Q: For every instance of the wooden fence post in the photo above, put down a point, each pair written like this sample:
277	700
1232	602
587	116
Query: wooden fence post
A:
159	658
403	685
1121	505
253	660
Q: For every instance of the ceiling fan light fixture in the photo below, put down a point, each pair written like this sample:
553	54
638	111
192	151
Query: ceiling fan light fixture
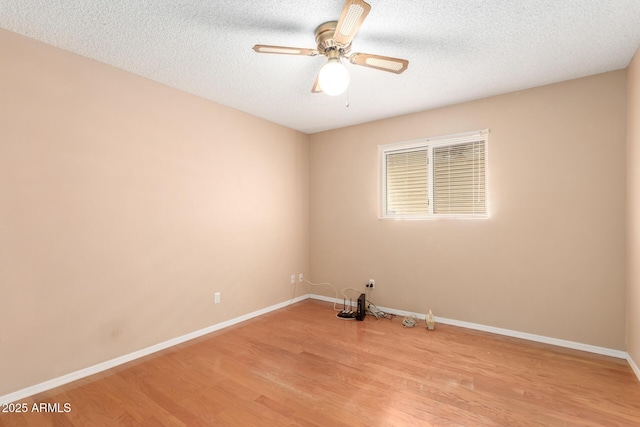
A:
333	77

...

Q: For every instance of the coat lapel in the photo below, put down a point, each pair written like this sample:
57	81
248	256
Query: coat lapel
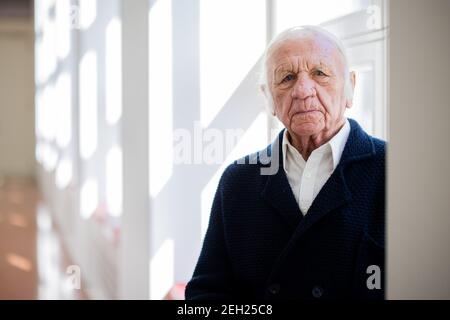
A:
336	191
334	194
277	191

● Description of the task
Count how many lines in the entries hold "fence" and reply with that number alone.

● Output of the exercise
2